__Given information__

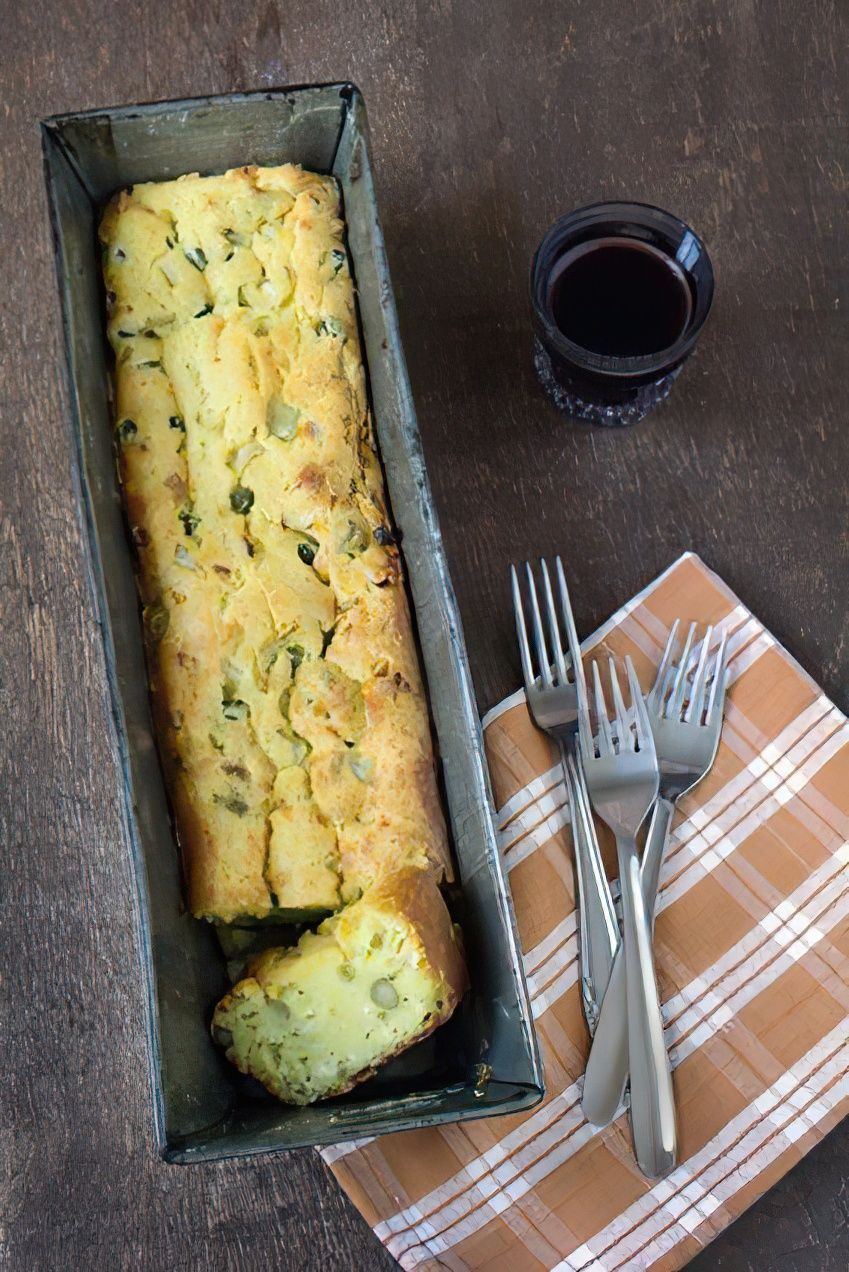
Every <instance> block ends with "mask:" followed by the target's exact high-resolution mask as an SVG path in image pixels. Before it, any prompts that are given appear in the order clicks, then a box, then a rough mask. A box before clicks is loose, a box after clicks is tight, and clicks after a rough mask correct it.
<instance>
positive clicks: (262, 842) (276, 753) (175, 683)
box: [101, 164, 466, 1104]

...

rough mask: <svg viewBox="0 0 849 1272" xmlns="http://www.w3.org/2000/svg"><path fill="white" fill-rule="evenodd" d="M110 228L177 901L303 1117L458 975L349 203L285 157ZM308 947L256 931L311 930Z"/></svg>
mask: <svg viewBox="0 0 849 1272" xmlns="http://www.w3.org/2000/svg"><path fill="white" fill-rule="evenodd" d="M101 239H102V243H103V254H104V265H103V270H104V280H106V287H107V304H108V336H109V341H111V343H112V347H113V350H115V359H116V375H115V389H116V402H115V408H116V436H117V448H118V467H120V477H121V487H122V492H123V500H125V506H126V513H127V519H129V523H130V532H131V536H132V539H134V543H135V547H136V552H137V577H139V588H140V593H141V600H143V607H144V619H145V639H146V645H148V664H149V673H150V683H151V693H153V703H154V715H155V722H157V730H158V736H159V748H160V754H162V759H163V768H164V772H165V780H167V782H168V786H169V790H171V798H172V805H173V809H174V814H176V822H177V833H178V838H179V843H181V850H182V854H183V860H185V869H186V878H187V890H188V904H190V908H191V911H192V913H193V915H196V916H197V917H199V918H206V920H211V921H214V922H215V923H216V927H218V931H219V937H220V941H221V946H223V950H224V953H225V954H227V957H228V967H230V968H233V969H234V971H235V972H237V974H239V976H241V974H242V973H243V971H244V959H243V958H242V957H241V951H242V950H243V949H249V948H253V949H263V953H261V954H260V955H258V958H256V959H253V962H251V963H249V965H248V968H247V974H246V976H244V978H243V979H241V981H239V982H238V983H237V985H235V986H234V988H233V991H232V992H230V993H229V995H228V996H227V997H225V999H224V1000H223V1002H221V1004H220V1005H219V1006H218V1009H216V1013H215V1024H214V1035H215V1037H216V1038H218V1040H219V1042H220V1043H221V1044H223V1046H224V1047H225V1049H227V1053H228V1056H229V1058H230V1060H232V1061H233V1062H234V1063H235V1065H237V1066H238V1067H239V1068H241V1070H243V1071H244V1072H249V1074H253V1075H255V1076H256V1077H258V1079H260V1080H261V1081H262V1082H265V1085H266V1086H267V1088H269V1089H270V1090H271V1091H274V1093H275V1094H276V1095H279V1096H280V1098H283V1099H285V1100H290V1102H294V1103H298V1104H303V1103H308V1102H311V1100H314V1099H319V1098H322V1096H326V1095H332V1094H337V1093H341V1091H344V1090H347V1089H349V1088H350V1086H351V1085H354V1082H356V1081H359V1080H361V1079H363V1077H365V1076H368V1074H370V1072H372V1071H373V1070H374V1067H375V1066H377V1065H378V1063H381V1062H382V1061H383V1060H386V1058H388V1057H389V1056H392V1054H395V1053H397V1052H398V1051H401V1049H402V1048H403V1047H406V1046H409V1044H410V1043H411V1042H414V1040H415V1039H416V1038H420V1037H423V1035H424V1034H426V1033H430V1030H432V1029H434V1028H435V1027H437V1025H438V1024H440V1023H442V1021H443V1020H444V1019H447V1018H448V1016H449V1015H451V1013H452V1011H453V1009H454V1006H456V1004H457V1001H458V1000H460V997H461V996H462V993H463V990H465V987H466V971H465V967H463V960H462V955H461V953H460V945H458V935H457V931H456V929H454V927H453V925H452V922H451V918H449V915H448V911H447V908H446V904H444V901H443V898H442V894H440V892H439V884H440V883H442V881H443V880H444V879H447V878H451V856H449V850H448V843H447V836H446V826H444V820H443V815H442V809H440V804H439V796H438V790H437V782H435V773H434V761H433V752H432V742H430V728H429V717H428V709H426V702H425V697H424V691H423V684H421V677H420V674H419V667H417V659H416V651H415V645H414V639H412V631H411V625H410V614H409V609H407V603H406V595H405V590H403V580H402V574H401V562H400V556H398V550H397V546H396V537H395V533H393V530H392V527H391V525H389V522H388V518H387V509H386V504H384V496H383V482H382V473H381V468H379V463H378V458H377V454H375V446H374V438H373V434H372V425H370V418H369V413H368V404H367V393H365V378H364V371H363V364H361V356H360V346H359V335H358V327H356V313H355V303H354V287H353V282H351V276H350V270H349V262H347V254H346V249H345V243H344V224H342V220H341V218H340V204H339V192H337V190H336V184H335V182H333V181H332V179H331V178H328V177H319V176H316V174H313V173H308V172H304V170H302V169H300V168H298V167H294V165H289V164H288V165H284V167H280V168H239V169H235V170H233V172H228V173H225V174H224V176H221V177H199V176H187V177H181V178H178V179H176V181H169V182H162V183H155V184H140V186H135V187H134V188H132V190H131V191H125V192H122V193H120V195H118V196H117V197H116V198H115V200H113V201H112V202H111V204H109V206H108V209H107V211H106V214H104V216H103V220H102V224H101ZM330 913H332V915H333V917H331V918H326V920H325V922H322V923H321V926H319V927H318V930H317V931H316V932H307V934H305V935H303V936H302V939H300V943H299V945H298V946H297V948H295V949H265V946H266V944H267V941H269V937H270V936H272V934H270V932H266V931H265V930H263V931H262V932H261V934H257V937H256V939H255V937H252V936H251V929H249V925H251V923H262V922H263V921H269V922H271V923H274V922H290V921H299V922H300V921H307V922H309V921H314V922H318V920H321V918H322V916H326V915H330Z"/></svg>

==

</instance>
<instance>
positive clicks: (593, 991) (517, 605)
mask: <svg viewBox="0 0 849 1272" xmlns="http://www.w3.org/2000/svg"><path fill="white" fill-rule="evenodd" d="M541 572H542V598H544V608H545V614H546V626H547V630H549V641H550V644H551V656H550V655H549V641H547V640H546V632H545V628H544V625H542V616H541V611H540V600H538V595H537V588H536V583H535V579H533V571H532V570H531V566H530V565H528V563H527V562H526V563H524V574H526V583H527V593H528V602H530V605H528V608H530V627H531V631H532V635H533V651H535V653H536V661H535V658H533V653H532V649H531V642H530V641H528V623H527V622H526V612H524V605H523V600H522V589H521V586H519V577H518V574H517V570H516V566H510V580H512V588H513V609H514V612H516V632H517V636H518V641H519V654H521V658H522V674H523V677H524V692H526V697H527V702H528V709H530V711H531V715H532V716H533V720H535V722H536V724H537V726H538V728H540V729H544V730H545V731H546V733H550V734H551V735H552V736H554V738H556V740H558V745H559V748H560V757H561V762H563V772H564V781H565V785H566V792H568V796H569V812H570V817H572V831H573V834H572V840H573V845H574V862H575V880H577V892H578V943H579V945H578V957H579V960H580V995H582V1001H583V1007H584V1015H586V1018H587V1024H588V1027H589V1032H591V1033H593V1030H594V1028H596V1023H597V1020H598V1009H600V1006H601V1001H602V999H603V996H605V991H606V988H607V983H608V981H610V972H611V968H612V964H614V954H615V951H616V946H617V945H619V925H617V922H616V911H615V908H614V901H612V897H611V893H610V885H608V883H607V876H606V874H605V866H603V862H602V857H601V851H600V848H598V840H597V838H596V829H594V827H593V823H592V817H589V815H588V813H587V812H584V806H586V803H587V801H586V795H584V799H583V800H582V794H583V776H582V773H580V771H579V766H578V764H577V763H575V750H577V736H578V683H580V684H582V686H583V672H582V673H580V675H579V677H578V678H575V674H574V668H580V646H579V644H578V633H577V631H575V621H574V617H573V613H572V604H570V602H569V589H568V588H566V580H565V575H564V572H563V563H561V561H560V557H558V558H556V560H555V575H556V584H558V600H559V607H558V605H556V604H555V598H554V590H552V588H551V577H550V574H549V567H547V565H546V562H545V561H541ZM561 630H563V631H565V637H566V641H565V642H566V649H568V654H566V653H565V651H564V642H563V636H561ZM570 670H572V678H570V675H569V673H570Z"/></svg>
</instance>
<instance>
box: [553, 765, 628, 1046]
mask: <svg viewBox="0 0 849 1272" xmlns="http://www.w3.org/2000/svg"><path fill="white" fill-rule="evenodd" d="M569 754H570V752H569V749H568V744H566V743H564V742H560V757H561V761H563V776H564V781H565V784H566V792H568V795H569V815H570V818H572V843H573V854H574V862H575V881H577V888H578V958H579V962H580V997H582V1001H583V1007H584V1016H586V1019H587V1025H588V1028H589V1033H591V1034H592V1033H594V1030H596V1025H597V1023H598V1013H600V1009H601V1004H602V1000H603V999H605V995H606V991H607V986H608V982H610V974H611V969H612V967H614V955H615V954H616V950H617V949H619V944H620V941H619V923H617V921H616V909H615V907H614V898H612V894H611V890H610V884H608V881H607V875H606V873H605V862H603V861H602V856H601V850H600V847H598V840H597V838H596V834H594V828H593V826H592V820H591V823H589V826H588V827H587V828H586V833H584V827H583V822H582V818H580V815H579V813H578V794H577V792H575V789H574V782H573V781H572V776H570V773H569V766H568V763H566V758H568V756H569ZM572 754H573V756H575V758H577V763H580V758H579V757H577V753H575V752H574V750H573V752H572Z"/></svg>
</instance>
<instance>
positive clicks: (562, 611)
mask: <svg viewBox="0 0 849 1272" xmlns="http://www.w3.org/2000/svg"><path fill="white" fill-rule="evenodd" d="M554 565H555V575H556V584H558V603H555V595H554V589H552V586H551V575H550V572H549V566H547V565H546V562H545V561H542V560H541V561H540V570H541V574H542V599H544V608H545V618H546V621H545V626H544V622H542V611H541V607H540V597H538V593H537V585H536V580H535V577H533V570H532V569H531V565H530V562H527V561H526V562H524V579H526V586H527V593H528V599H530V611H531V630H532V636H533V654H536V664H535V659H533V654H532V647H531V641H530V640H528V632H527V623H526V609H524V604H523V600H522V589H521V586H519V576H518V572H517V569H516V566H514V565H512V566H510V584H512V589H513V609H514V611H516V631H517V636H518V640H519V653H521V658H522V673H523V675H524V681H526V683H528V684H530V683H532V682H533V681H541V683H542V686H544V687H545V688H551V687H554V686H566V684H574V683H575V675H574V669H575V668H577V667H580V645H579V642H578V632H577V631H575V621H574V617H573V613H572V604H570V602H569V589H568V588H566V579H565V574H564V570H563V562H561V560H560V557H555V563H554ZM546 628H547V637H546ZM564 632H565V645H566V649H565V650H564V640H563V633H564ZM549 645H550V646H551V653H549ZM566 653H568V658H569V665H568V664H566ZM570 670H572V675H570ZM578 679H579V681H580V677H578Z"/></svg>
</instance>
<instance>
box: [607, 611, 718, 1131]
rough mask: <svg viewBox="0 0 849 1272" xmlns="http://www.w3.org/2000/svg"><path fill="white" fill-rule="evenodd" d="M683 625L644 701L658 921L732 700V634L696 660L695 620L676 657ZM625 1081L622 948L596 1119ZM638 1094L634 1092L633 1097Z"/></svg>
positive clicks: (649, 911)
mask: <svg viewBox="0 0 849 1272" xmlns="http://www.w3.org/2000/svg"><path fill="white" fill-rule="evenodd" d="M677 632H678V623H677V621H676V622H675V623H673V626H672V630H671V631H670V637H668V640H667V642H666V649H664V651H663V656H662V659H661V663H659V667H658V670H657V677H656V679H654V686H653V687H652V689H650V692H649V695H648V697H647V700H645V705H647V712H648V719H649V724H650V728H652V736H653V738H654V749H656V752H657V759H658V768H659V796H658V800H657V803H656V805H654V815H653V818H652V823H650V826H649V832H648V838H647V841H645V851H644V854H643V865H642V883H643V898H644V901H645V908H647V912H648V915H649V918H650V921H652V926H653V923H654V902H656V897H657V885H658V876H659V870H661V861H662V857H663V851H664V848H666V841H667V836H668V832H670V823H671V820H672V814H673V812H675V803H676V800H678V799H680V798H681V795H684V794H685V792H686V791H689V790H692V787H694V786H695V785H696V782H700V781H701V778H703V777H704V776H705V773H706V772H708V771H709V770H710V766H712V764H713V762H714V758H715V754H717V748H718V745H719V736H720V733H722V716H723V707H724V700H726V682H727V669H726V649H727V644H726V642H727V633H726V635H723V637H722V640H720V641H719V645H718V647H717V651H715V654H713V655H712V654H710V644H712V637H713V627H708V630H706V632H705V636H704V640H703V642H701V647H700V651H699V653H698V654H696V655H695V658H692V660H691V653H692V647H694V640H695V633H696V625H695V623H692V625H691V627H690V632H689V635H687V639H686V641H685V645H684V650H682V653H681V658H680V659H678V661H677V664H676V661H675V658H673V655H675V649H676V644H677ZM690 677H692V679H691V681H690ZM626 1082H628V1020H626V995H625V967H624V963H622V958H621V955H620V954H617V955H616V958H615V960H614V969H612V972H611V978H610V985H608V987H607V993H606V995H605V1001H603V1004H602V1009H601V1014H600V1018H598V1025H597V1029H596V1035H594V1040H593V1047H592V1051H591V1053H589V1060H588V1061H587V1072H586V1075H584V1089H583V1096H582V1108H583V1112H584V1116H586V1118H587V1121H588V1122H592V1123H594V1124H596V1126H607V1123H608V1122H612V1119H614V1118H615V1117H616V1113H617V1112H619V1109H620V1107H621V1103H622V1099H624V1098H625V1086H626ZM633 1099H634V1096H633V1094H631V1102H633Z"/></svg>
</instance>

__What you should do__
Starting at the line that contains "Every <instance> block" and stopping after the line that contains "box: [101, 164, 466, 1104]", write out every line exactly as it appears above, and no other line.

__Written solution__
Every <instance> block ends with "mask:" followed by the target's exact high-resolution mask as an SVG path in image pixels. Before it, any prompts that are given appear in the order clicks, then a box, then a rough mask. A box before clicks is loose, a box after clicks is tight, and clicks after a rough mask correct it.
<instance>
positive clicks: (262, 842) (276, 753) (175, 683)
box: [101, 164, 466, 1104]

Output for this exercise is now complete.